Rivista Anarchica Online
Psicoterapia e liberazione
di M. Marrone / A. Taschera / M. Valcarenghi
Gli interventi dello psicoterapeuta anarchico argentino Mario Marrone hanno suscitato interesse e
dibattito. Dopo una precisazione dello stesso Marrone, pubblichiamo ora gli interventi critici di
Aligi Taschera (militante radicale e psicoterapeuta comportamentista) e di Marina Valcarenghi
(psicanalista junghiana).
E se dicessi «vincolo» invece di «dipendenza»
Dobbiamo definire la differenza tra l'arte della psicoterapia e la scienza della psicologia
psicoanalitica. La parola «psicoanalisi» è stata usata in modo ambiguo. Freud, nella sua
autobiografìa (1925), scrisse: Mentre originariamente è stato il nome di un metodo terapeutico ora
si è trasformata in una scienza: la scienza dei processi mentali inconsci. Questa distinzione è applicabile a qualunque ramo della medicina. Esiste l'arte di prescrivere
medicine ed esiste una scienza farmacologica, ad esempio. E la stessa cosa vale per altri campi
dell'attività professionale in cui è necessario che una pratica artistica o artigianale si fondi su una
disciplina scientifìca, così come il giardinaggio si fonda sulla botanica. La storia dimostra però che
questo processo di differenziazione è a volte doloroso e difficile. In psicoterapia esistono l'arte
psicoterapeutica ed una scienza dei processi mentali, psicosomatici e interpersonali. La differenza
tra le diverse teorie e modelli psicoterapeutici è dovuta al fatto che molti autori hanno creduto che il
loro «stile artistico» potesse servire come base a una «teoria scientifica». In un articolo che John Bowlby pubblicò nel 1979 sull'International Review of Psychoanalysis,
intitolato «Psicoanalisi come arte e scienza», questo problema viene formulato molto chiaramente.
Al fine di sviluppare una teoria scientifica è necessario applicare e integrare diverse indagini
informative: non solo l'osservazione clinica nella situazione psicoterapeutica, ma anche lo studio
diretto delle interazioni tra madre e figlio e tra tutti i menbri di una famiglia, in diverse culture, in
diverse classi sociali, ecc. Sulla base di questa metodologia, con le conoscenze apportate da
ricercatori (psicologi, sociologi, antropologi) che non lavorano nella clinica, sarebbe possibile
unificare e integrare questa disciplina così complessa. Gli studi scientifici attuali stanno evidenziando che la necessità primaria dell'essere umano è quella
di allacciare vincoli stabili, discriminanti e duraturi, e da questo punto di vista il compito
terapeutico ha due obiettivi fondamentali: a) offrire all'analizzando una possibilità di «dipendenza»

ESERCIZI PROPOSTI »
1. In che anno uscì l'articolo di John Bowlby «Psicoanalisi come arte e scienza», secondo il brano su psicoterapia e liberazione?
2. Riproduci con precisione il passo del brano su psicoterapia e liberazione da "Rivista Anarchica Online" fino a "(psicanalista junghiana)." compreso.
L'elenco viene da un'altra fonte, non dal brano.

DATI FORNITI »
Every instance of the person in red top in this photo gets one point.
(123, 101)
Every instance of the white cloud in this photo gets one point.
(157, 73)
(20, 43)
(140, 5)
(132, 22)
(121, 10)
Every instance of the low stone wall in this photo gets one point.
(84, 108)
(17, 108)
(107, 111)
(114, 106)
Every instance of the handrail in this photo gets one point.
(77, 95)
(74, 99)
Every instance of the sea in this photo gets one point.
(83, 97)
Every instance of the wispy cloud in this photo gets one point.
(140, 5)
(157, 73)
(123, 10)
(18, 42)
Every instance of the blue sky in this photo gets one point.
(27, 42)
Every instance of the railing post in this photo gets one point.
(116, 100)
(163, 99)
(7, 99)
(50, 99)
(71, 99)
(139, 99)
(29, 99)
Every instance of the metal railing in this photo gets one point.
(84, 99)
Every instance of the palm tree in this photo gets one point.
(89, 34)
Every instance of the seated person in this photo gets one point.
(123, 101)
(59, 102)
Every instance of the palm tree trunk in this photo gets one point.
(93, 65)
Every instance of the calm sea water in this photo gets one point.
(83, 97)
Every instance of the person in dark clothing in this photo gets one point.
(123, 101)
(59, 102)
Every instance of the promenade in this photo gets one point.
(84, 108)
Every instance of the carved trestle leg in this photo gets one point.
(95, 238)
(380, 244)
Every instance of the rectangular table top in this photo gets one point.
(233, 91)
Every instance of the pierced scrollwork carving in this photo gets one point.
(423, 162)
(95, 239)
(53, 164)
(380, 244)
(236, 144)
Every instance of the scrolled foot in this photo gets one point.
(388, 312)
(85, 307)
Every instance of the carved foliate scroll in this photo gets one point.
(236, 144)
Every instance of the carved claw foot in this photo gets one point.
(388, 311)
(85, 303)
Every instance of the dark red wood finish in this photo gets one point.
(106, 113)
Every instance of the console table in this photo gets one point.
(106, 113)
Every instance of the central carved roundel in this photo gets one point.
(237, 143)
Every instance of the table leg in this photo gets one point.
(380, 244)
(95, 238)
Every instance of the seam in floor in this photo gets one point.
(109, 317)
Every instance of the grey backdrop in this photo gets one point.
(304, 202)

RISPOSTE AGLI ESERCIZI »
1. Nel 1979.

2.
Rivista Anarchica Online
Psicoterapia e liberazione
di M. Marrone / A. Taschera / M. Valcarenghi
Gli interventi dello psicoterapeuta anarchico argentino Mario Marrone hanno suscitato interesse e
dibattito. Dopo una precisazione dello stesso Marrone, pubblichiamo ora gli interventi critici di
Aligi Taschera (militante radicale e psicoterapeuta comportamentista) e di Marina Valcarenghi
(psicanalista junghiana).